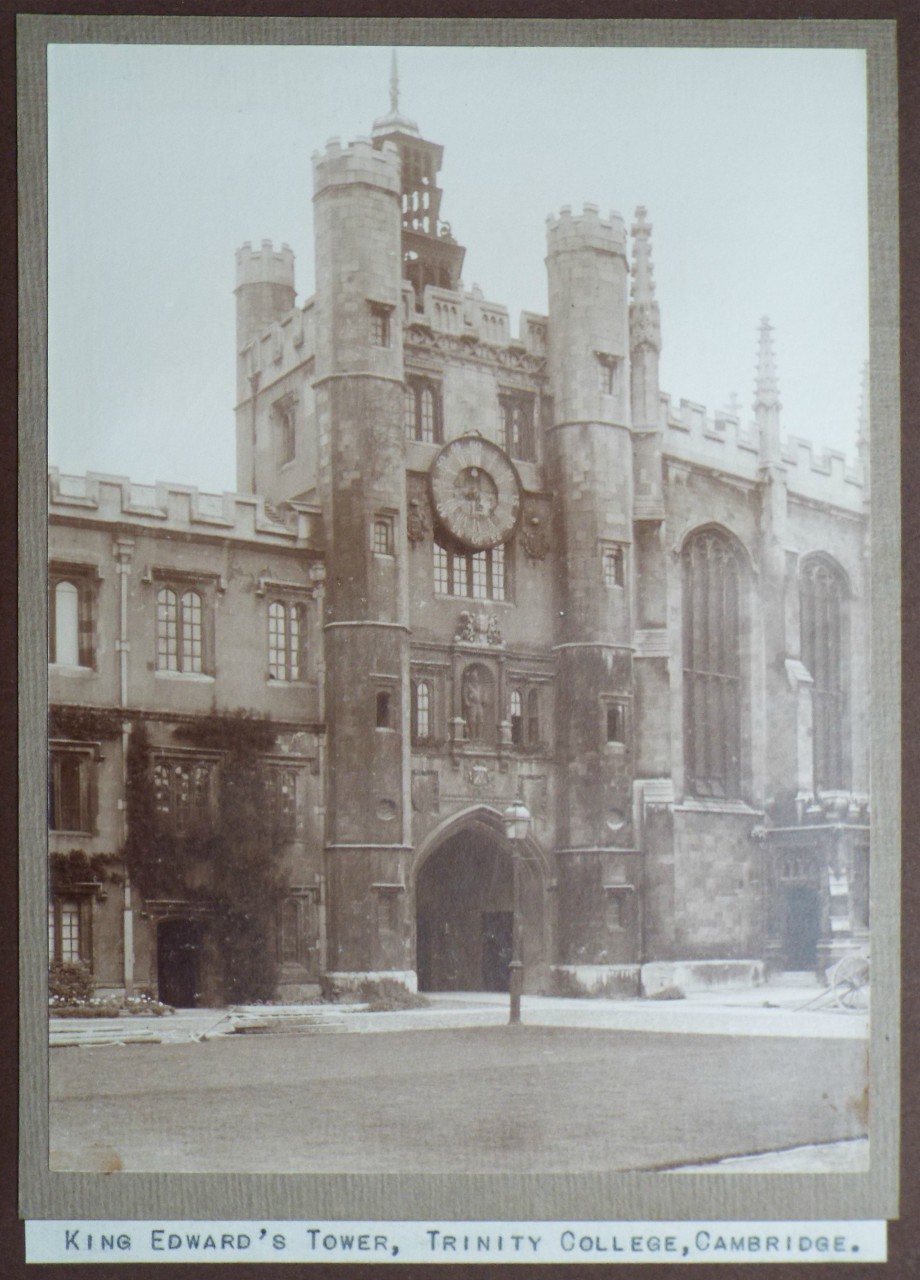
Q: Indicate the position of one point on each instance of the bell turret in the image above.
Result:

* * *

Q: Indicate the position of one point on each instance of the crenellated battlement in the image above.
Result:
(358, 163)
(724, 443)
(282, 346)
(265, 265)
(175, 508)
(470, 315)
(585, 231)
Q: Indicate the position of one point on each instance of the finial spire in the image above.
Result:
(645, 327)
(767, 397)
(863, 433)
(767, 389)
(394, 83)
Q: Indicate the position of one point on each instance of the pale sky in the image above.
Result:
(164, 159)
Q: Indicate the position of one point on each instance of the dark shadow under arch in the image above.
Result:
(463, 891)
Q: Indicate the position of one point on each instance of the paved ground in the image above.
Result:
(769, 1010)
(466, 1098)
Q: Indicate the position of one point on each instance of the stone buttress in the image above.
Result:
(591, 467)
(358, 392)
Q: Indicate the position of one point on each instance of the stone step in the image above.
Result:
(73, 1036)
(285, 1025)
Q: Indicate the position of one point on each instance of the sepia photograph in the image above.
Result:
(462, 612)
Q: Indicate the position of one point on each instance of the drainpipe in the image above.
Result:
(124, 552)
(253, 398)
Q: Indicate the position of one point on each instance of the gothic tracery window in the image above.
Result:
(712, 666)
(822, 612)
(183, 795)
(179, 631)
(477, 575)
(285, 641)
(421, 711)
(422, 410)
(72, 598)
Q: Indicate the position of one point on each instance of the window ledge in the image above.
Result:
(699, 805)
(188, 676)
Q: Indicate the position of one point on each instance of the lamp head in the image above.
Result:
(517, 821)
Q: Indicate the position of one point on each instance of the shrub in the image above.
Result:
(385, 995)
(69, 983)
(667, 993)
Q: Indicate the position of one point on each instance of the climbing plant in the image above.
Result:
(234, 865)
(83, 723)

TASK TO CARRY OUT
Select all lines in the listing above where the word "window" appears, and show them.

EXPECTED ANSWER
Q: Indicate the position of one point on each instance of the gothic tracery window in the image above.
Q: Indicate the position of one point on each instance of the window ledge in the image above.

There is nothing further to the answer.